▸ **Entries**
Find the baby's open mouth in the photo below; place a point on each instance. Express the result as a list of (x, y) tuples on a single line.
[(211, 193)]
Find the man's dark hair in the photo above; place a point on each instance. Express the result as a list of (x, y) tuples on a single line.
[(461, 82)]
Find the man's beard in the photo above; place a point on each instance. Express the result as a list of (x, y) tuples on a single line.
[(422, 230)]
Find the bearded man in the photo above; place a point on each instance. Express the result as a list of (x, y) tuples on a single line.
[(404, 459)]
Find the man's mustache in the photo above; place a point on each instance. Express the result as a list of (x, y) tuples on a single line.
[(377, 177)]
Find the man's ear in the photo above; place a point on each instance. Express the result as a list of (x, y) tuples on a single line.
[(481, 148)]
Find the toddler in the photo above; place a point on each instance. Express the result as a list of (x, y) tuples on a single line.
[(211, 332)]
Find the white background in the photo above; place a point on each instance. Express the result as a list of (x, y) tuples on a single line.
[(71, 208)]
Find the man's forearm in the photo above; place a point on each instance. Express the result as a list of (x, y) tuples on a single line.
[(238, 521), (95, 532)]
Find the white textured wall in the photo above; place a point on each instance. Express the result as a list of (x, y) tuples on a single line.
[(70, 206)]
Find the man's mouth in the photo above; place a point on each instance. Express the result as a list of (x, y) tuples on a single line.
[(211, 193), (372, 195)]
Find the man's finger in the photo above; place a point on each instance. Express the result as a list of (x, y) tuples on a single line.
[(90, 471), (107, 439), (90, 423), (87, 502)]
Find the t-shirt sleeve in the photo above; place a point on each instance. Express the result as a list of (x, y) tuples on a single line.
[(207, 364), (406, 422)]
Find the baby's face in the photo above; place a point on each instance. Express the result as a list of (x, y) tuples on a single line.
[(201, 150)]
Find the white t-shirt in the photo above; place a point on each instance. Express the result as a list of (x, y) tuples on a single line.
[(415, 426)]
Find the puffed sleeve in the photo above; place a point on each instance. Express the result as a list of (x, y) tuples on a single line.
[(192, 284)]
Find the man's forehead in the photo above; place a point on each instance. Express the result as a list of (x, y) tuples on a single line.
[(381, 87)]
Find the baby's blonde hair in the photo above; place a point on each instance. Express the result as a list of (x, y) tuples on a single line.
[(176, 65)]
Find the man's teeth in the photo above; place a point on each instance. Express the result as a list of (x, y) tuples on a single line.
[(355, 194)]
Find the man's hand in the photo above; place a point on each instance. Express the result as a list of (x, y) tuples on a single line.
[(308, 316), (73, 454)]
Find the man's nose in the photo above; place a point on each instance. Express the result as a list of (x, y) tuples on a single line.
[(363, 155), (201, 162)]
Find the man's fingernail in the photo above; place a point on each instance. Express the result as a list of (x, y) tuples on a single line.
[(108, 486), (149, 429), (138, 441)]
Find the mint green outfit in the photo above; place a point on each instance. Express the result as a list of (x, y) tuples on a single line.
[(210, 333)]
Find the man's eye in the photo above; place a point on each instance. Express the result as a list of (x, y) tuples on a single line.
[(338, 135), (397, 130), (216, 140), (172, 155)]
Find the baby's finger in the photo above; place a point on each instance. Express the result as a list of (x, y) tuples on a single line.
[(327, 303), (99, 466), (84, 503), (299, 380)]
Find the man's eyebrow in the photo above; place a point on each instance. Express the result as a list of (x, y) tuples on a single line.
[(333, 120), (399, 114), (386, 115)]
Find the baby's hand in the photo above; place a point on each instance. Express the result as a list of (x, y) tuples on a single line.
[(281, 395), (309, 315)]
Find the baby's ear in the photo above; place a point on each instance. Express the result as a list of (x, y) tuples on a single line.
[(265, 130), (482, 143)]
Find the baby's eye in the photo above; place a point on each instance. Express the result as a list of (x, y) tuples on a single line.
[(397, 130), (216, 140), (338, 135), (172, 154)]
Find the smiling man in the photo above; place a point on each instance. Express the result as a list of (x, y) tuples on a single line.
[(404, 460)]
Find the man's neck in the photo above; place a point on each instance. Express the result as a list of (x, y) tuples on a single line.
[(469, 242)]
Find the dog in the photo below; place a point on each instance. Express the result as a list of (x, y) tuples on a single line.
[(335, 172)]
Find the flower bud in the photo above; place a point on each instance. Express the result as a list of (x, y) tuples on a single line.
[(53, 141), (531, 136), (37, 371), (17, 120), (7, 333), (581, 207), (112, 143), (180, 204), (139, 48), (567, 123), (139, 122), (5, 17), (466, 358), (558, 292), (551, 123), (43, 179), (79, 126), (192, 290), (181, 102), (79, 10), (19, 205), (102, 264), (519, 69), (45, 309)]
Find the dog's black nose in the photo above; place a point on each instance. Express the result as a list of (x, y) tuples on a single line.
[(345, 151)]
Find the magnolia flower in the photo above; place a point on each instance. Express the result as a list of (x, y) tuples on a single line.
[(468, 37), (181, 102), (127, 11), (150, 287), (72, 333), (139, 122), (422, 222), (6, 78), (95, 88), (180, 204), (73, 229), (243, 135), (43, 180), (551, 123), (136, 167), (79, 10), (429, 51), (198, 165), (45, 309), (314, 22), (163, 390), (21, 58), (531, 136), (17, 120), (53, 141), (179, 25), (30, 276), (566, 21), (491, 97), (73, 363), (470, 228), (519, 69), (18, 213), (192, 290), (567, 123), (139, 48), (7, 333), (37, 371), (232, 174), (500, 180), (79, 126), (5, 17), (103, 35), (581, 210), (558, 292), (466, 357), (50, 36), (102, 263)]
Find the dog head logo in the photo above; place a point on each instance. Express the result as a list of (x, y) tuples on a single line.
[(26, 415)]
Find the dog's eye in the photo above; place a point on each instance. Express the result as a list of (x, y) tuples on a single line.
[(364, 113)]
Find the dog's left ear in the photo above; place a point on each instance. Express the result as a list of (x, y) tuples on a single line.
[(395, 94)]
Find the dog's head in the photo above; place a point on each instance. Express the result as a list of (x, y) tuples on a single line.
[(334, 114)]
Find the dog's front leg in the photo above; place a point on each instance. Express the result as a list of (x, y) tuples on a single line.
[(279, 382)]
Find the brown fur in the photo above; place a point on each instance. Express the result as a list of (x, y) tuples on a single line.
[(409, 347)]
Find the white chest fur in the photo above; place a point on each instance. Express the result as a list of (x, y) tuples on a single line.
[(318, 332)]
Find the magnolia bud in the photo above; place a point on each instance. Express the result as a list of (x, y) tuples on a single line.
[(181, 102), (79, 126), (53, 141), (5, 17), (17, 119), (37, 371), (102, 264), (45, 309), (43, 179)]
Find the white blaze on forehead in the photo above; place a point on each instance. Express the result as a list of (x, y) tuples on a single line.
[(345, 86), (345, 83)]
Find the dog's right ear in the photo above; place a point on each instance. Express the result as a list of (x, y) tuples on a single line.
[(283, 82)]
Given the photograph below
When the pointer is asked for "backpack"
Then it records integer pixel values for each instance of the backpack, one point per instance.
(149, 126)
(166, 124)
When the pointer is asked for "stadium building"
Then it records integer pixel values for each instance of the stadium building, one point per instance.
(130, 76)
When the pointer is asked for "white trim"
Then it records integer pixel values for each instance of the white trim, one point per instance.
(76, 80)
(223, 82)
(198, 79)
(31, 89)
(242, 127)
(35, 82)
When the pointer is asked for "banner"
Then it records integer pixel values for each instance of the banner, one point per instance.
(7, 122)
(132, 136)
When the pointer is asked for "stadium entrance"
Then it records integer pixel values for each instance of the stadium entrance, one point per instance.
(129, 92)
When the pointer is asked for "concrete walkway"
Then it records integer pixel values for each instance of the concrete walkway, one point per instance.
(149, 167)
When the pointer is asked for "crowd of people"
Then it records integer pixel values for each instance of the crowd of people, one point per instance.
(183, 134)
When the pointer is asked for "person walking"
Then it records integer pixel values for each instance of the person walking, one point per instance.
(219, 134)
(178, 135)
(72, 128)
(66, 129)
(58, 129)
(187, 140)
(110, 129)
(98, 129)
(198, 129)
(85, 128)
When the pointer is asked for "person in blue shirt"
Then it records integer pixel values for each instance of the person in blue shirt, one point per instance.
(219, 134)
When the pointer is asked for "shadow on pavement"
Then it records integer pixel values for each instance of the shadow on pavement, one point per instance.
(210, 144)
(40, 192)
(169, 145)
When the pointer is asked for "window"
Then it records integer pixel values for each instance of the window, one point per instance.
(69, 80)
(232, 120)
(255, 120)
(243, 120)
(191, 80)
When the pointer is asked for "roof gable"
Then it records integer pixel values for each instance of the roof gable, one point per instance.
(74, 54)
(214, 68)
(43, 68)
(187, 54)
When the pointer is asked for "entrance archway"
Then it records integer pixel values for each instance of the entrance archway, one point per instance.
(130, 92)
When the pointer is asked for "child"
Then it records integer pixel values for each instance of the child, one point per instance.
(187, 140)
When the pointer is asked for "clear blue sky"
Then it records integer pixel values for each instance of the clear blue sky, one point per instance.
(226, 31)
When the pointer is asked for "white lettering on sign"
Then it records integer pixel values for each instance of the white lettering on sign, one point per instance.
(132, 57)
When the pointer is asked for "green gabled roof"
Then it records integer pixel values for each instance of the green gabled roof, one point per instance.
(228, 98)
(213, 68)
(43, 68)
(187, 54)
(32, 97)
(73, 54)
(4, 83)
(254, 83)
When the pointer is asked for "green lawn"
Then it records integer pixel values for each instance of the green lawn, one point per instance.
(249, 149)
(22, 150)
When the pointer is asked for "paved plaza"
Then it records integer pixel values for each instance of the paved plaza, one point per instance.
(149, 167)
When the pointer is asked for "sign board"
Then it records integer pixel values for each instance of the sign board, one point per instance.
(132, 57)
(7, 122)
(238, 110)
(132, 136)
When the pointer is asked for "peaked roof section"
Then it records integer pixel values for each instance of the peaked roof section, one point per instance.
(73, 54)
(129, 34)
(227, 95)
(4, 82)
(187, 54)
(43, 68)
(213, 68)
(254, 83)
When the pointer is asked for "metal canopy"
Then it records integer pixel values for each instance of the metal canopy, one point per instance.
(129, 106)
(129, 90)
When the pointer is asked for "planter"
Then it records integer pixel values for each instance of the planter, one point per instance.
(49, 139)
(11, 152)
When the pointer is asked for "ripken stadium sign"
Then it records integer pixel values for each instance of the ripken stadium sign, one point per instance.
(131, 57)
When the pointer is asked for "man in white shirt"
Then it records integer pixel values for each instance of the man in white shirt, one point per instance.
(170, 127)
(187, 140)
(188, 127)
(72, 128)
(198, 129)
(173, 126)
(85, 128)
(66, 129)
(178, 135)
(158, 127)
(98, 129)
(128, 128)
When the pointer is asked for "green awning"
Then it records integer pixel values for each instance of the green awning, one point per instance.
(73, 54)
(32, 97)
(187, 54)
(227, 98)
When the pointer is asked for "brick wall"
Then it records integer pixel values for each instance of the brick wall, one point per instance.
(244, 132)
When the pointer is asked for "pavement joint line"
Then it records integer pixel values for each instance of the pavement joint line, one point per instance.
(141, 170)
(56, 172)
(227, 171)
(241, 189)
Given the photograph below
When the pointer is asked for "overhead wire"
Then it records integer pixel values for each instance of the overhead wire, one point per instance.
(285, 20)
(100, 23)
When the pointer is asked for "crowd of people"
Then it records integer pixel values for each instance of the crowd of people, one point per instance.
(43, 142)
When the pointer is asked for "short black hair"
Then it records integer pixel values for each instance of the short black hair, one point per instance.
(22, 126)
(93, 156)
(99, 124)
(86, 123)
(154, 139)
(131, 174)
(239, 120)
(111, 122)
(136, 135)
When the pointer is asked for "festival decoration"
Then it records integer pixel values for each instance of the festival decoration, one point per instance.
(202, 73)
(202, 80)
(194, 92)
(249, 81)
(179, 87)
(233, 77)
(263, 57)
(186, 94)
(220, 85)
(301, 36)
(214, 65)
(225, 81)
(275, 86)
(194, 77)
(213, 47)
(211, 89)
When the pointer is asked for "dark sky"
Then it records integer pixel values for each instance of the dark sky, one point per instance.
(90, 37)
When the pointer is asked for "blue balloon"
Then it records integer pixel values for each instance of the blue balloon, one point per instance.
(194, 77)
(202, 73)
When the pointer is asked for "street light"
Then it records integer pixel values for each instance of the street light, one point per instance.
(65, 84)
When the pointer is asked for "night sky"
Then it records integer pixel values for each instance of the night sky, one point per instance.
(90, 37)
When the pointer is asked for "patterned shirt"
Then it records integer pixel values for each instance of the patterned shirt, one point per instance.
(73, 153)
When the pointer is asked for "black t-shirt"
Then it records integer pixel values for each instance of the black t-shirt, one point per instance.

▸ **Task objective**
Reproduce the entries word for word, from the line with "Find the man's eye in" up to and including the line with "[(335, 172)]".

▸ **Task result**
Find the man's eye in the photo above; place a point on each instance. Express the result as a list of (x, y) tuples on a single line.
[(338, 135), (397, 130), (216, 140), (172, 155)]
Find the baby's finger in the photo above; place a point on each instance. Express the result as a list of (x, y) tuples on a single line.
[(327, 303), (99, 466), (84, 503), (299, 380)]
Find the man's eyebrow in the photo above; place a point on each instance. Express the result as a list of (x, y) tuples on a single line.
[(333, 120), (399, 114), (386, 115)]
Find the baby's hand in the photo above; place a point on each instance. Express the result as a list of (x, y) tuples on a single line.
[(281, 395), (309, 315)]
Find the baby's ear in the photo above; place a point on each instance. Express the result as a list of (x, y) tuples on a single line.
[(265, 130), (482, 143)]
Find the baby's eye in the photo above; place a point on each instance. Express the result as a list of (x, y) tuples on a single line.
[(397, 130), (216, 140), (338, 135), (172, 154)]
Find the smiling man in the photo above; place a point on each instance. Express the result as a list of (x, y) tuples on a single line.
[(404, 460)]
Find the man's neck in the photo above; place a point on each instance. Express the result as a list of (x, y) tuples on a single line.
[(469, 242)]
Find the dog in the photo below; place a point on each instance. Express the result as a list of (x, y) tuples on a single line.
[(335, 172)]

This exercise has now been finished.